Some entries
**********

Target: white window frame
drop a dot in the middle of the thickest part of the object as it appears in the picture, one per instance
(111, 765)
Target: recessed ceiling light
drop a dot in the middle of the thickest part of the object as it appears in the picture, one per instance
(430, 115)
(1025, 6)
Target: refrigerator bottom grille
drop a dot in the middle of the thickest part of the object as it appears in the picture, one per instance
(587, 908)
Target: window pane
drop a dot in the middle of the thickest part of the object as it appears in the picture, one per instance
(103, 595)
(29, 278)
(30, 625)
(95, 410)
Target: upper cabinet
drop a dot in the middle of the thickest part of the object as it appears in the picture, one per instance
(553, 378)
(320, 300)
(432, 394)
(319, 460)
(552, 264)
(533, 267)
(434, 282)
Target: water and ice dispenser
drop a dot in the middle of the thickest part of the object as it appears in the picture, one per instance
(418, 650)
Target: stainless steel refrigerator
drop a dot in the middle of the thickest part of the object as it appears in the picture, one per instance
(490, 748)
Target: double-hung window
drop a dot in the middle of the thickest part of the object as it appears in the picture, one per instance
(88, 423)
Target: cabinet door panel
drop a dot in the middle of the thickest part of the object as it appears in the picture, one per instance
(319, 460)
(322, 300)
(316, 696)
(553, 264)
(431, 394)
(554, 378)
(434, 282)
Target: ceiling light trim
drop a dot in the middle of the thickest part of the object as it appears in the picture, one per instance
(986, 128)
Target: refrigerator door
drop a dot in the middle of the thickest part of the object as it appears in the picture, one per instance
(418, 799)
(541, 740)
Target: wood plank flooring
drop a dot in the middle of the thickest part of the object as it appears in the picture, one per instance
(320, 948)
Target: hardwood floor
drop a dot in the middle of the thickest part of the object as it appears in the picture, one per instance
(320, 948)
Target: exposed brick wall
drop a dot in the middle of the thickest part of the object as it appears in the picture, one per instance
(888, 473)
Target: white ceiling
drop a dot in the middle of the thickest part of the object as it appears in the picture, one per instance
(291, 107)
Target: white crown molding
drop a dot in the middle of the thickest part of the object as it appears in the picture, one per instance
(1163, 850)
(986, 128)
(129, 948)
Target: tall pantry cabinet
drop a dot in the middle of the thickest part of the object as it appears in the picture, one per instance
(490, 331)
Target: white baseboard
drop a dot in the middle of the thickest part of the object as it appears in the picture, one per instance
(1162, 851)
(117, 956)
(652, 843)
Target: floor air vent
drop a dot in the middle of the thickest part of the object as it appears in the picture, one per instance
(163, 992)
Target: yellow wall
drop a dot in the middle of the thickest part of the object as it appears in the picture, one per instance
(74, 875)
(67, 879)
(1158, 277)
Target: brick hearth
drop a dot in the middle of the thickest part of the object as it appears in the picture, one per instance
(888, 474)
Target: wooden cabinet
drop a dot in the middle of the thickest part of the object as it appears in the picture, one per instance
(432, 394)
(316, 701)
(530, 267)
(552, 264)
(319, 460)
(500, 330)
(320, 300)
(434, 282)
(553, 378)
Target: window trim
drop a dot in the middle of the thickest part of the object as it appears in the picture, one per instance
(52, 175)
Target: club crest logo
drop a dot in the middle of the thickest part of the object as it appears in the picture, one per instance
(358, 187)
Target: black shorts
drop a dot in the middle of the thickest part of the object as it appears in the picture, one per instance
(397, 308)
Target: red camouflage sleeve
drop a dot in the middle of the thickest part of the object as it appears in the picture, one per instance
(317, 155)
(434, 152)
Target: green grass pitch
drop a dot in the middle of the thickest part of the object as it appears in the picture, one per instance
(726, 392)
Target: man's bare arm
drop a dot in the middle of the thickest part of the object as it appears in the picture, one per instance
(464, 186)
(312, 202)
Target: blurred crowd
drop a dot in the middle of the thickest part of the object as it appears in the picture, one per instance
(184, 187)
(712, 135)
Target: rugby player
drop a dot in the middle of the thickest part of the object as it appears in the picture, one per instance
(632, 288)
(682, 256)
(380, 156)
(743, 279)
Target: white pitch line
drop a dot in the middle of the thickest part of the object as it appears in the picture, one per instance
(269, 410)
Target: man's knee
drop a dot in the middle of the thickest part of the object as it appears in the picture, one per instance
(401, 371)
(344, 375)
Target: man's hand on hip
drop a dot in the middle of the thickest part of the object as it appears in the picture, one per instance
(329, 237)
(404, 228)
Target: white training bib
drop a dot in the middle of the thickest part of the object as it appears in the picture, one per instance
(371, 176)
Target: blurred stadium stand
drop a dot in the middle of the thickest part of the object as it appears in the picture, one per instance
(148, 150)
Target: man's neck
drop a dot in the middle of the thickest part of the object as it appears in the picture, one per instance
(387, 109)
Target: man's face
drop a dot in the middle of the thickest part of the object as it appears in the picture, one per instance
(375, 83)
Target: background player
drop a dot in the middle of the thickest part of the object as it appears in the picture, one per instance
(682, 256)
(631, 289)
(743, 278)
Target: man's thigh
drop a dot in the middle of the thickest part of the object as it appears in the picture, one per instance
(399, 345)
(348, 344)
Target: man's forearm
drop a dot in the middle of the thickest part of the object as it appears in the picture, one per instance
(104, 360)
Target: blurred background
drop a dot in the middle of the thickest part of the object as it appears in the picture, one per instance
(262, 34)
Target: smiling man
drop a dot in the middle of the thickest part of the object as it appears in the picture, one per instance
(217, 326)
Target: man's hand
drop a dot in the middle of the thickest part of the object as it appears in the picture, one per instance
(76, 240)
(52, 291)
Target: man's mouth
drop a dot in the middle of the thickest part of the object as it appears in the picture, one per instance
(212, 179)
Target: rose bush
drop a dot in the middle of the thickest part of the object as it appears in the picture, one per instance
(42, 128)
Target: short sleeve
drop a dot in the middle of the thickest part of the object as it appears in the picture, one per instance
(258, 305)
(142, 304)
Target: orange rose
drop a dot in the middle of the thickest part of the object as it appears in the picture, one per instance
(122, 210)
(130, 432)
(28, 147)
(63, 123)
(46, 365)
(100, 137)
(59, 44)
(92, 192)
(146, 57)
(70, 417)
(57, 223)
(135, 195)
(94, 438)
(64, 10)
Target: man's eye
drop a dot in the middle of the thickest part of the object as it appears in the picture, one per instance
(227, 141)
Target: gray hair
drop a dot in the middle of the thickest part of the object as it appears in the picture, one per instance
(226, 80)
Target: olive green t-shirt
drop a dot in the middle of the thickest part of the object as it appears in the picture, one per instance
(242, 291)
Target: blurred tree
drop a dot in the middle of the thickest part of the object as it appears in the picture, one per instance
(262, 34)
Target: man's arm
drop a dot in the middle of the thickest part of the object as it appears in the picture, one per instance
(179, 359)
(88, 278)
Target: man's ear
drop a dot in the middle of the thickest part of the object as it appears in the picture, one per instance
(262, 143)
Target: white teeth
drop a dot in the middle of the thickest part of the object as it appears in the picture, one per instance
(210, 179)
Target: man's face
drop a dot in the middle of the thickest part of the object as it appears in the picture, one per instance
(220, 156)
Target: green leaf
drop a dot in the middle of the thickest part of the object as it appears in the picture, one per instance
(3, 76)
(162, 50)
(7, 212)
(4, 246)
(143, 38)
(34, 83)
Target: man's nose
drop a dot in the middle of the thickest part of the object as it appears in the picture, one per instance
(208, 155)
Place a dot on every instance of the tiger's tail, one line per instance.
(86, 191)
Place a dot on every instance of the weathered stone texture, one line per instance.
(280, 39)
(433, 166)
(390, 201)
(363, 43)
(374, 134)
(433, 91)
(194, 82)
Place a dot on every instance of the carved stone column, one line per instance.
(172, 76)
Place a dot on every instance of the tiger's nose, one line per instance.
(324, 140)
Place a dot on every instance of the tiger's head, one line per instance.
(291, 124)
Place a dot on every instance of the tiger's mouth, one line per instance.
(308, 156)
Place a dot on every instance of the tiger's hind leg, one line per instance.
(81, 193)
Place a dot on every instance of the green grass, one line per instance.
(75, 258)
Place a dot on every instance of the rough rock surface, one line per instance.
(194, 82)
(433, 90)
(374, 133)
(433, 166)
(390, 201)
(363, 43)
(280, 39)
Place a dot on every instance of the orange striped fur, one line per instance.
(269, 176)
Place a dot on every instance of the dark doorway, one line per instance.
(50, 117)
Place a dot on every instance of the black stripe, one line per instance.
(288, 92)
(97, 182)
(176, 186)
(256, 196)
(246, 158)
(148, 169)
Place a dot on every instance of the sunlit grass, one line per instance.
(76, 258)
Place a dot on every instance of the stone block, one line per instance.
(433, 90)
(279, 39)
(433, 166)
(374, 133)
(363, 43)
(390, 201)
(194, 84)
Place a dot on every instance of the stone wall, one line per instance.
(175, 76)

**********

§ **Exercise**
Recast the entry lines as a JSON list of strings, one string per line with blank lines omitted. Begin at the line that has "Target: floor air vent" and stop after the line that has "(1158, 277)".

§ **Task response**
[
  "Target: floor air vent",
  "drop a dot in the middle of the thickest part of the object as it appears in the picture, one per instance",
  "(163, 992)",
  "Target: yellow wall",
  "drop a dot in the middle of the thickest part of the object as it appears in the picture, one per instance",
  "(74, 875)",
  "(67, 879)",
  "(1158, 277)"
]